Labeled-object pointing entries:
※ ※ ※
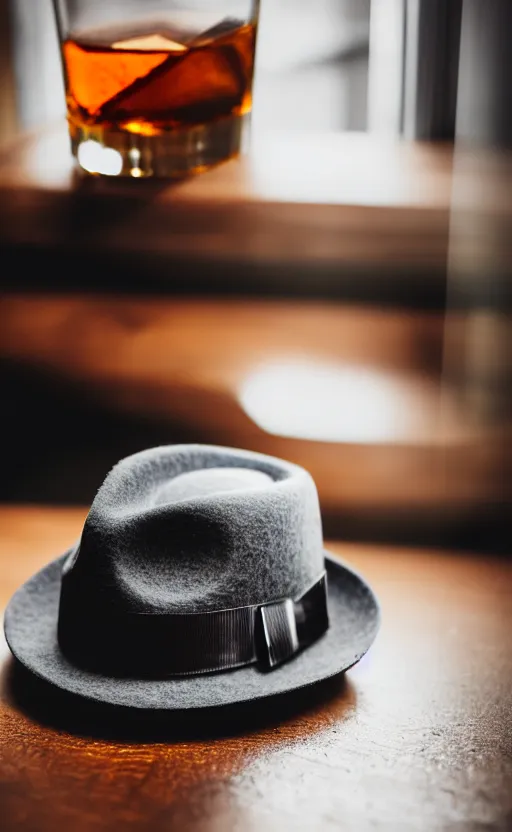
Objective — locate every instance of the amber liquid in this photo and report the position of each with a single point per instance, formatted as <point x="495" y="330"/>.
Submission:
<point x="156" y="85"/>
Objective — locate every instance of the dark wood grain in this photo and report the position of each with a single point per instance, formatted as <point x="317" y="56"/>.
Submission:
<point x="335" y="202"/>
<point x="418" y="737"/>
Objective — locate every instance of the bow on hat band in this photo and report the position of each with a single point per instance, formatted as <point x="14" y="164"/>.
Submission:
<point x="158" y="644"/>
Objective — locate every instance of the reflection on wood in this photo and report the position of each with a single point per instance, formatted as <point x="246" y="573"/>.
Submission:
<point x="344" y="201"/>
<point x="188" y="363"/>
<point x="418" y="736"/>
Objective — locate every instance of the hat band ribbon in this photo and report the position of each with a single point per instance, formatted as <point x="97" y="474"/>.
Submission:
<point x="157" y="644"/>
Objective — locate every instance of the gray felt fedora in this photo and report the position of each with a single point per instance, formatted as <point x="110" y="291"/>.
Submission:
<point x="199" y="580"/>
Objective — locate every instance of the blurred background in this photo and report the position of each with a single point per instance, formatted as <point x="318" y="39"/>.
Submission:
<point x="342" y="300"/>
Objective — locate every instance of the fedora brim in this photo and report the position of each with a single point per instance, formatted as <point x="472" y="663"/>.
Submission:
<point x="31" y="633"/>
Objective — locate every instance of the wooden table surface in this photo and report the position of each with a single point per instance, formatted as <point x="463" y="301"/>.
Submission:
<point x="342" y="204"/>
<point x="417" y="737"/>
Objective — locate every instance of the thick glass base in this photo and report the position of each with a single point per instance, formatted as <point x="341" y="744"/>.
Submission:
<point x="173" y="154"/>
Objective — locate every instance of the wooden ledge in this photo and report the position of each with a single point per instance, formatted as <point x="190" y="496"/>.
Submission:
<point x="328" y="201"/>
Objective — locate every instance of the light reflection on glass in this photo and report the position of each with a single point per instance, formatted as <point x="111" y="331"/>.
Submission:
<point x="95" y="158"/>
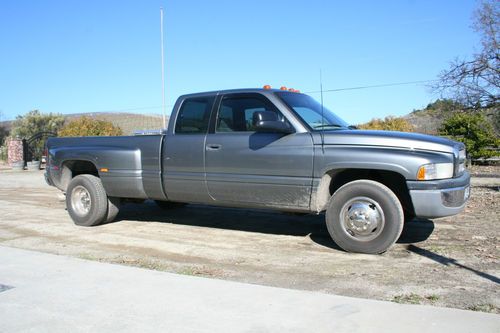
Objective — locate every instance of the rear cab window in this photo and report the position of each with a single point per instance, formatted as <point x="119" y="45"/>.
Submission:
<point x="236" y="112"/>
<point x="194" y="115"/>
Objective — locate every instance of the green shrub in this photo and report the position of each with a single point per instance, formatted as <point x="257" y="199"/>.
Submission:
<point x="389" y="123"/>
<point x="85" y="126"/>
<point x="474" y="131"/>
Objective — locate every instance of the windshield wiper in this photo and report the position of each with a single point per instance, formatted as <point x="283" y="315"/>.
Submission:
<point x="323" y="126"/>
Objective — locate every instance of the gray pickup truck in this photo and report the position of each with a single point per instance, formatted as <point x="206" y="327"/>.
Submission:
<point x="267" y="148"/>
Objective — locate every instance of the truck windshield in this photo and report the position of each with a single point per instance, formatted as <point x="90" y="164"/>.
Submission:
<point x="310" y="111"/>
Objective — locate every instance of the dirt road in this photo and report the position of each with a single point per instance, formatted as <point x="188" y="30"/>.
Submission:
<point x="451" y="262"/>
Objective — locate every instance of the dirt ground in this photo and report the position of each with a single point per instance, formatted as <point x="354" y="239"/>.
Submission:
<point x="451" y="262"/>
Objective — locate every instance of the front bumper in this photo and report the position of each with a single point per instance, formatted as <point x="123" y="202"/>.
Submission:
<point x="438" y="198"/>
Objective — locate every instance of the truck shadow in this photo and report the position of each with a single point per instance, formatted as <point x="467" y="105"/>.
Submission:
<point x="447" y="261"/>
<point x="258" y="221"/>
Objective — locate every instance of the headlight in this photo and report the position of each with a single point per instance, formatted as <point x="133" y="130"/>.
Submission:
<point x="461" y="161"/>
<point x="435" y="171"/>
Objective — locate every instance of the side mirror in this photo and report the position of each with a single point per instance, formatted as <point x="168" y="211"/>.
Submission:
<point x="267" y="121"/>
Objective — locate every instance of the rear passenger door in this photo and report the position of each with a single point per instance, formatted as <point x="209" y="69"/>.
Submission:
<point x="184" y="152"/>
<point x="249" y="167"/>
※ ※ ※
Goal of the exercise ::
Rewrite everything from the line containing "Objective — locate every instance of the side" down to the end of the entries, changing "side mirror" to "wing mirror" and leaving everything else as it is.

Finished answer ::
Objective — locate every instance of the wing mirror in this photo and report the position of each with a single point per instance, formatted as <point x="168" y="211"/>.
Submission:
<point x="267" y="121"/>
Objective — locate every instance of the rear passenger door in this photo and report the position of each with a single point per instance, formatted as <point x="209" y="69"/>.
Submission:
<point x="184" y="152"/>
<point x="249" y="167"/>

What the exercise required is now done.